MATERIAL TO PROCESS>
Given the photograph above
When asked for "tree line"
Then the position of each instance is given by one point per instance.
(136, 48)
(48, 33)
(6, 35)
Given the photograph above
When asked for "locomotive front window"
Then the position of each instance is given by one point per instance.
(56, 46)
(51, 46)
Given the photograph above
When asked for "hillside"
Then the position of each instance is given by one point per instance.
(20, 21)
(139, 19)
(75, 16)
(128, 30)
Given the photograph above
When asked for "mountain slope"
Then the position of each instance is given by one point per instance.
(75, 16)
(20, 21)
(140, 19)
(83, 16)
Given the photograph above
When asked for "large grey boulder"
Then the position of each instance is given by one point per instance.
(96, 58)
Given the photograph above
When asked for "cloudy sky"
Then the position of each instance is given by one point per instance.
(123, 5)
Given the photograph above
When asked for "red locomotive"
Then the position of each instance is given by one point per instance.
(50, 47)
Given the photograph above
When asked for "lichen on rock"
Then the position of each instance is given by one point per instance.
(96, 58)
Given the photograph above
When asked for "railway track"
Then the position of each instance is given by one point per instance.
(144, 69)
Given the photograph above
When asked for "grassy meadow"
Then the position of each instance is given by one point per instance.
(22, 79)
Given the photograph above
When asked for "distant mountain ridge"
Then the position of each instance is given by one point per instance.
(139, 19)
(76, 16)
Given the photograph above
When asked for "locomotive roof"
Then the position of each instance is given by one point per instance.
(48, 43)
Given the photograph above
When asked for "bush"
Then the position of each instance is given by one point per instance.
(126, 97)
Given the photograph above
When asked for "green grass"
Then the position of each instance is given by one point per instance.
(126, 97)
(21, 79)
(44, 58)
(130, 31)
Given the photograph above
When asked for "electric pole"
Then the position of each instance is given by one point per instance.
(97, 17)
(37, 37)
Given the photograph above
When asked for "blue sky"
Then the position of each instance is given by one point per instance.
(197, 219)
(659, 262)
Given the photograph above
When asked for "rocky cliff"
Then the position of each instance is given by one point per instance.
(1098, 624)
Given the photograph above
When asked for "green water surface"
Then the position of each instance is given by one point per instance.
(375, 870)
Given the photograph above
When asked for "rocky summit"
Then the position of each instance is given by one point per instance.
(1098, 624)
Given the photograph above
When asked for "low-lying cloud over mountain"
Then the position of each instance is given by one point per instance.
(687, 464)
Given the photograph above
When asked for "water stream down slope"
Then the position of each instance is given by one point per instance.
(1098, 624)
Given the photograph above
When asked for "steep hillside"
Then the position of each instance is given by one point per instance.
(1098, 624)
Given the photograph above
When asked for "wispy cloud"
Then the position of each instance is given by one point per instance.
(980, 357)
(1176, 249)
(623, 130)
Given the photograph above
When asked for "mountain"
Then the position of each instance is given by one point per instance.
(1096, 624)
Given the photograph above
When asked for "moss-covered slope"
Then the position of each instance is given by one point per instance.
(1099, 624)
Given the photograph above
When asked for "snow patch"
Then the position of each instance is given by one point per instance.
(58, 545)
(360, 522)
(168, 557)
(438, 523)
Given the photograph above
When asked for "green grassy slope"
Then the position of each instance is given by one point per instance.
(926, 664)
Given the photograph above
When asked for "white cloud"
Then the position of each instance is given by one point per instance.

THE TASK>
Where in the records above does the word "rocky" appear? Copy each line that holds it.

THE ANSWER>
When asked for "rocky cliff"
When asked for "rocky summit"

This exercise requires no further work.